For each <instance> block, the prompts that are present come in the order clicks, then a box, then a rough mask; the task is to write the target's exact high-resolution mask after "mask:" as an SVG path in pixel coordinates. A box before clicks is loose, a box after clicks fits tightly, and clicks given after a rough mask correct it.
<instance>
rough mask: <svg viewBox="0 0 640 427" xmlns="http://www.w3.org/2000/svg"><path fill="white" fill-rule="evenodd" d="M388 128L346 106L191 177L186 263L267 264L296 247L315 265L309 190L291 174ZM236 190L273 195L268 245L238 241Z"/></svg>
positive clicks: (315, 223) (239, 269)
---
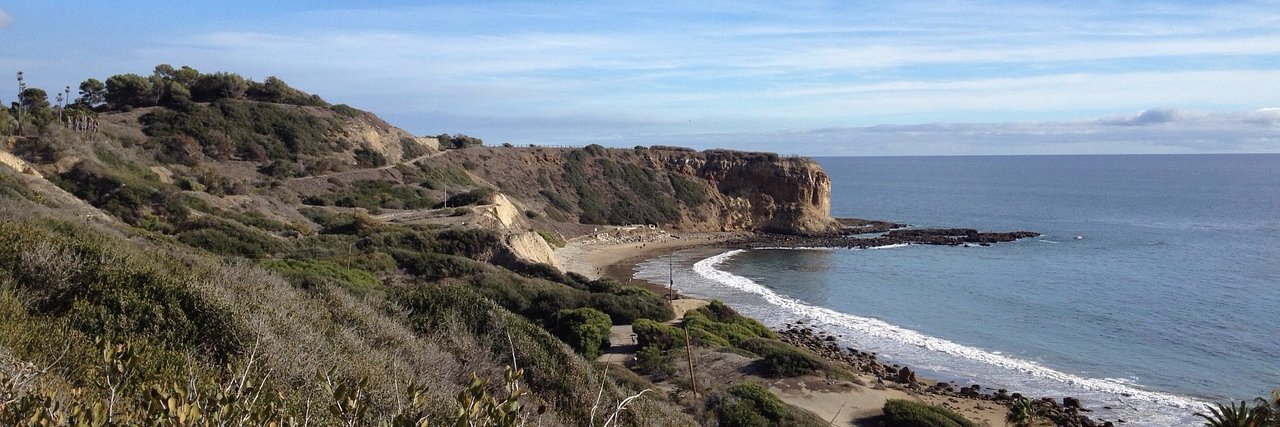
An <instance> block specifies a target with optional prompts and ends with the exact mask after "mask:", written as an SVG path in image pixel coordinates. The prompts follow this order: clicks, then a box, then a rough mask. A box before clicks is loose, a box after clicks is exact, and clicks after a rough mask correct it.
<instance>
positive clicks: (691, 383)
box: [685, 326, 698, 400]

### WHAT NEEDS TO BE DONE
Render the lines between the one containing "For each <instance>" and the one containing "positive clicks: (315, 223) (239, 269)", inclusive, as a Markdown table with the columns Row and Line. Give each line its own numbered row and skip blank lines.

### RESULT OF THIS EXERCISE
| Row | Line |
|---|---|
| 1 | For each <instance> block, the prompts that are present come in the order clicks, then a box, then a rough mask; the task is to write the target's exact high-resolution mask after "mask:" as an SVG path in pixel coordinates. A box before clicks is loose, a box after clicks fits tightly, and clicks given after a rough mask correct it. |
| 2 | <instance> |
| 3 | rough mask: <svg viewBox="0 0 640 427" xmlns="http://www.w3.org/2000/svg"><path fill="white" fill-rule="evenodd" d="M388 128L346 106L191 177L186 263L267 264L296 247L315 265L309 190L291 174ZM236 190L273 195L268 245L238 241Z"/></svg> |
| 4 | positive clicks: (315, 223) (239, 269) |